作業内容 -
(a) 文書抜粋の【解決手段】において、文書情報提示装置が備えるとされている構成要素をすべて列挙してください。
(b) 文書抜粋の次の一文を英語に翻訳してください:「この発明は、文書に対し、語句単位で属性を付与し、語句に対する属性の提示を行うことにより、文書の情報の把握を支援する文書情報提示方法、文書情報提示プログラムおよび文書情報提示装置に関する。」
(c) 文書抜粋によれば、追加属性検出部222はどのような語句を検出しますか。

説明

文書情報提示方法、文書情報提示プログラムおよび文書情報提示装置

【課題】属性が付与されていない新たな語句に対する属性を容易に付与することができ、新規の語句を含む新たな文書および既存の文書における属性付与を容易に行う。
【解決手段】文書情報提示装置は、語句に対応する前記属性を付与する属性付与部221と、属性付与部221により対応づけられた属性と語句の情報を用語集データベース203に登録する登録部と、新たな文書の閲覧表示をおこなうとともに、用語集データベース203を参照して表示されている文書の語句に対応する属性を表示させる出力部204と、出力部204により表示された文書に含まれる語句のうち、属性が付与されていない語句を検出する追加属性検出部222とを備え、属性付与部221は、追加属性検出部222によって検出された語句に対する新たな属性を付与することにより、用語集データベース203を構築する。

【発明の詳細な説明】
【技術分野】
【0001】
この発明は、文書に対し、語句単位で属性を付与し、語句に対する属性の提示を行うことにより、文書の情報の把握を支援する文書情報提示方法、文書情報提示プログラムおよび文書情報提示装置に関する。

資料 -
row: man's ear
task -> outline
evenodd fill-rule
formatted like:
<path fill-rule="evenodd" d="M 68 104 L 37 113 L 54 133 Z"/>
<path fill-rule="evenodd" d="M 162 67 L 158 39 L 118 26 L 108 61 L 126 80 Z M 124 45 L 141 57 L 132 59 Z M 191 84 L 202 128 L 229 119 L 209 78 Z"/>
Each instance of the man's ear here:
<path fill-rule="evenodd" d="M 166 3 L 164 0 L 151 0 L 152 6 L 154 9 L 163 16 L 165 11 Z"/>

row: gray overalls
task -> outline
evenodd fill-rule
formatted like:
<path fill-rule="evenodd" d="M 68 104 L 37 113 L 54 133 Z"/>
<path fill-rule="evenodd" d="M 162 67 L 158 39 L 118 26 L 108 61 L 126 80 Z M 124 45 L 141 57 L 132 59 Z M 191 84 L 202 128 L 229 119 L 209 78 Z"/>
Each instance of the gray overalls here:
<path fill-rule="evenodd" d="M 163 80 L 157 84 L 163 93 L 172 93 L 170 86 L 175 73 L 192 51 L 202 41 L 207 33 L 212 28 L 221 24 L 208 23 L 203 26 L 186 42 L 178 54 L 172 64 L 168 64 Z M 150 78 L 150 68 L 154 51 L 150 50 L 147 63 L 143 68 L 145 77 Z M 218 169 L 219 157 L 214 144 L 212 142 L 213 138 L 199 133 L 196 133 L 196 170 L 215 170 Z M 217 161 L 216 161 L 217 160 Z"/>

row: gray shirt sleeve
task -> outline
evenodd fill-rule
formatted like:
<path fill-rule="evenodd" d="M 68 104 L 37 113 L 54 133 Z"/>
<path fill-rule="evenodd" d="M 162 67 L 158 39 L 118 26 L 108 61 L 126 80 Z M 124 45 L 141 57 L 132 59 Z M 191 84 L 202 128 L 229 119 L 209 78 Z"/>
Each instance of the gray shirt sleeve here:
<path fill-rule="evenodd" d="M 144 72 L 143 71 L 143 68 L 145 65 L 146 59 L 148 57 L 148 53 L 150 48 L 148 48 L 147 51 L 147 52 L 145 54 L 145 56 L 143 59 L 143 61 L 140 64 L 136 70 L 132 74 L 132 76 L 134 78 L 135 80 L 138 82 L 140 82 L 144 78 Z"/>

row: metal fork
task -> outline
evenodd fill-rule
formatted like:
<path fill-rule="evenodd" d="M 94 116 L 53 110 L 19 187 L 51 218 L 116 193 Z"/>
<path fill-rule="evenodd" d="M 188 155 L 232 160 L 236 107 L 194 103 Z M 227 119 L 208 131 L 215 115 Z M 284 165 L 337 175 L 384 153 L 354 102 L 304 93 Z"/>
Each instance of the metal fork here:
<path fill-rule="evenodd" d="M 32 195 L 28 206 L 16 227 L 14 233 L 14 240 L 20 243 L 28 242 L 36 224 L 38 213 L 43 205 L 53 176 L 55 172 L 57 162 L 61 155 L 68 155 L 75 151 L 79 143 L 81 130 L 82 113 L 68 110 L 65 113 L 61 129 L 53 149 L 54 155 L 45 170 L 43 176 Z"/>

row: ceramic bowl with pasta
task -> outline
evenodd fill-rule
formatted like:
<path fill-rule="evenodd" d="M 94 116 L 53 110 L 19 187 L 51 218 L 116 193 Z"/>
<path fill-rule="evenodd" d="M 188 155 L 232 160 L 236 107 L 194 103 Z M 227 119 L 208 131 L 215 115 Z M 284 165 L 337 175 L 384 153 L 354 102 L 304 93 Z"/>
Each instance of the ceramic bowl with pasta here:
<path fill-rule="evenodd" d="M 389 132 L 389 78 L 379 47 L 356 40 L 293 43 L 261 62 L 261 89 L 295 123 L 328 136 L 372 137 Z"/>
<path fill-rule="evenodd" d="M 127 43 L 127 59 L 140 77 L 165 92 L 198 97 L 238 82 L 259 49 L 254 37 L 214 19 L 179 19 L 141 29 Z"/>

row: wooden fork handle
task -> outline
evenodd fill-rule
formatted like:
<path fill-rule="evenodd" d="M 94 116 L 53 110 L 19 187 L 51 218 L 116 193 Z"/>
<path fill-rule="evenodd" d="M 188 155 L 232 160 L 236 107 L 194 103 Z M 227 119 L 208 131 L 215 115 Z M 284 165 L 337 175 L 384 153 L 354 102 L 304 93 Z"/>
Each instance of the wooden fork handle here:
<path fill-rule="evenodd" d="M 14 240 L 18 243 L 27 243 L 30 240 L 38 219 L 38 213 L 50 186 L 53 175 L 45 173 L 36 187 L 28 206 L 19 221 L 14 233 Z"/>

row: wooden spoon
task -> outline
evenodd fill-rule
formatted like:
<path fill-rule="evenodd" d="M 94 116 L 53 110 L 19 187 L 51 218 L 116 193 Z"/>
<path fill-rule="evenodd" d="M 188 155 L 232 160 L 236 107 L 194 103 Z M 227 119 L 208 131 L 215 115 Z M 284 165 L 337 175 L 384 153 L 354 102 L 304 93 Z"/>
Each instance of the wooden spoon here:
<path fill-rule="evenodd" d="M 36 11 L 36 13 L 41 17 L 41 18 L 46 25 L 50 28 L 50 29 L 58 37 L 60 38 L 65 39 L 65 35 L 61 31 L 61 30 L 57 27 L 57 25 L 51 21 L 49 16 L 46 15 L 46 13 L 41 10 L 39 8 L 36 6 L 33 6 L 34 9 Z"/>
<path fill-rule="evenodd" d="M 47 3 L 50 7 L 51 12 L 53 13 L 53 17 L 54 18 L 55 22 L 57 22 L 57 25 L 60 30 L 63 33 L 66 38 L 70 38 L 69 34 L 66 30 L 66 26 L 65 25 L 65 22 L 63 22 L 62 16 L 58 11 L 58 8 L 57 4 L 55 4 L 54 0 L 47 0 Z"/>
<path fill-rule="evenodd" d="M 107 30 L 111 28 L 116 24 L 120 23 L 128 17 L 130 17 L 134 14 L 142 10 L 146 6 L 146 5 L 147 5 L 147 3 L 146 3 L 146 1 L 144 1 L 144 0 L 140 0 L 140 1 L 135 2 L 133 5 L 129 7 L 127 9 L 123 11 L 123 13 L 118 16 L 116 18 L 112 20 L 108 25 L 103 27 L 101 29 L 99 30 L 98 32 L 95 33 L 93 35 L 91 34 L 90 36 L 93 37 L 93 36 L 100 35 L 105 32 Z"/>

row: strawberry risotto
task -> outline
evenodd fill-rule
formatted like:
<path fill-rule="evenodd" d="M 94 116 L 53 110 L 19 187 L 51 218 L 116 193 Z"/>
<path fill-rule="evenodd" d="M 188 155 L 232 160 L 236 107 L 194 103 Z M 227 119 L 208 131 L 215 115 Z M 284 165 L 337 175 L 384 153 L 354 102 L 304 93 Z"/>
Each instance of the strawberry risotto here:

解答一覧 -
(a) 属性付与部221、登録部、出力部204、追加属性検出部222

(b) This invention relates to a document information presentation method, a document information presentation program, and a document information presentation device that support understanding of the information in a document by assigning attributes to the document word by word and presenting the attributes for each word.

(c) 出力部204により表示された文書に含まれる語句のうち、属性が付与されていない語句を検出します。